[Entries excerpted from a collection]
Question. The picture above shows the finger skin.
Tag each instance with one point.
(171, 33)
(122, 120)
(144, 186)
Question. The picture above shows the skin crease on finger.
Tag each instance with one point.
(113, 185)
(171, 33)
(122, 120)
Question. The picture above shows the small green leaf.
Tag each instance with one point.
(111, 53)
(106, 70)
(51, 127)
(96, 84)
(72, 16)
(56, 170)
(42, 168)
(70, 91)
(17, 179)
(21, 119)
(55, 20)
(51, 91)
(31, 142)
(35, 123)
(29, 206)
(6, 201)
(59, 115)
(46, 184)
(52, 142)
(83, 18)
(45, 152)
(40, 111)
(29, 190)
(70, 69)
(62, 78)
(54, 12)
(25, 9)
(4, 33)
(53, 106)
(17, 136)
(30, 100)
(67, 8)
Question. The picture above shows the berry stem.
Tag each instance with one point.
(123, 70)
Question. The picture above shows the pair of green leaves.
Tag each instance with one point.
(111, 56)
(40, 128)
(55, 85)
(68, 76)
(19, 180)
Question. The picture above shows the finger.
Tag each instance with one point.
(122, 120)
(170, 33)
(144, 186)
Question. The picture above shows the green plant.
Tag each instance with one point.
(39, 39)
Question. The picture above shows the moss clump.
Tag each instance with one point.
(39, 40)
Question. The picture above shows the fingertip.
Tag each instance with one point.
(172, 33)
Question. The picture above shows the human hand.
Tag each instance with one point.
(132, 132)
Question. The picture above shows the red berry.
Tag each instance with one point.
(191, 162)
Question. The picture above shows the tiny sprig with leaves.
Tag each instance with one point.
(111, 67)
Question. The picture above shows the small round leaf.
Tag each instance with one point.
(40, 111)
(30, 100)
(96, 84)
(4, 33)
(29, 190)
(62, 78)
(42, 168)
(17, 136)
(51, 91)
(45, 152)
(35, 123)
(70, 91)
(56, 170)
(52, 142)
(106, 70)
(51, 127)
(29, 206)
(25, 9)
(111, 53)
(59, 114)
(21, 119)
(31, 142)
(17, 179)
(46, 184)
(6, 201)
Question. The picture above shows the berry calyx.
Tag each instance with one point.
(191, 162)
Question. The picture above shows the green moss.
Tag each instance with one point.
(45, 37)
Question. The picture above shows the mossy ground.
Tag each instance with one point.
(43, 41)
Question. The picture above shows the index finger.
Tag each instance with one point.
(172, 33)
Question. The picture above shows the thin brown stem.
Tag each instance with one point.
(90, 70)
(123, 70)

▶ _TASK STATEMENT_: Repeat all of the entries above line for line, changing nothing.

▶ _CORRECT ANSWER_:
Question. The picture above shows the finger skin.
Tag each instance with one point.
(171, 33)
(122, 120)
(144, 186)
Question. The picture above shows the skin crease on finger.
Tag each instance with one point.
(113, 185)
(171, 33)
(122, 120)
Question. The picture above shows the small green leaf.
Tag each instance with one point.
(111, 53)
(106, 70)
(51, 127)
(96, 84)
(72, 16)
(56, 170)
(42, 168)
(70, 91)
(17, 179)
(21, 119)
(55, 20)
(51, 91)
(31, 142)
(35, 123)
(29, 206)
(6, 201)
(59, 115)
(46, 184)
(52, 142)
(83, 18)
(45, 152)
(40, 111)
(29, 190)
(70, 69)
(62, 78)
(54, 12)
(25, 9)
(4, 33)
(53, 106)
(17, 136)
(30, 100)
(67, 8)
Question. The picture above shows the berry stem.
Tag each instance with one point.
(123, 70)
Question. The picture above shows the pair of green leaves.
Tag each instance with one point.
(111, 56)
(40, 128)
(55, 85)
(68, 76)
(19, 180)
Question. The picture above shows the finger.
Tag each instance with one point.
(122, 120)
(170, 33)
(144, 186)
Question. The picture above shows the green plant.
Tag each instance with one point.
(39, 39)
Question. The picture above shows the moss clump.
Tag each instance with one point.
(39, 40)
Question. The picture above shows the fingertip.
Tag each instance with one point.
(172, 33)
Question. The picture above shows the human hand.
Tag each instance with one point.
(132, 132)
Question. The picture above shows the red berry.
Tag each instance with one point.
(191, 162)
Question. The picture above shows the tiny sprig with leaves.
Tag each instance with one point.
(111, 67)
Question. The picture above shows the small round leaf.
Tag each instance with one point.
(40, 111)
(30, 100)
(96, 84)
(4, 33)
(29, 190)
(62, 78)
(42, 168)
(17, 136)
(51, 91)
(45, 152)
(35, 123)
(70, 91)
(56, 170)
(52, 142)
(106, 70)
(51, 127)
(29, 206)
(25, 9)
(111, 53)
(59, 114)
(21, 119)
(31, 142)
(17, 179)
(46, 184)
(6, 201)
Question. The picture above shows the berry calyx.
Tag each instance with one point.
(191, 162)
Question. The picture above shows the green moss.
Tag each instance with one point.
(45, 37)
Question. The picture above shows the mossy ground.
Tag each instance with one point.
(43, 41)
Question. The picture above shows the index finger.
Tag each instance with one point.
(172, 33)
Question. The picture above shows the thin brown stem.
Tag each instance with one point.
(90, 70)
(123, 70)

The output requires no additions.